-- WORK REQUIRED --
Your answer should be the records, restated word for word.

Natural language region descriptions
# # # # # # #
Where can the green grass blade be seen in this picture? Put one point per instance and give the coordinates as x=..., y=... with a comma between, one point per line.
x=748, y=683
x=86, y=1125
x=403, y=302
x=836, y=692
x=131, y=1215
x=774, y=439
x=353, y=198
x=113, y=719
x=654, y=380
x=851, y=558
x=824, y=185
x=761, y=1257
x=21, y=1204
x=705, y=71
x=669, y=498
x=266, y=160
# # # # # # #
-- EXPECTED OUTPUT --
Where can the green grass blade be seen in this picture? Put one point per instance and give the coordinates as x=..., y=... with a comma between, one point per line.
x=748, y=683
x=86, y=1125
x=403, y=302
x=836, y=692
x=131, y=1215
x=774, y=439
x=353, y=198
x=113, y=719
x=654, y=380
x=851, y=558
x=824, y=185
x=761, y=1257
x=21, y=1204
x=705, y=71
x=669, y=498
x=266, y=160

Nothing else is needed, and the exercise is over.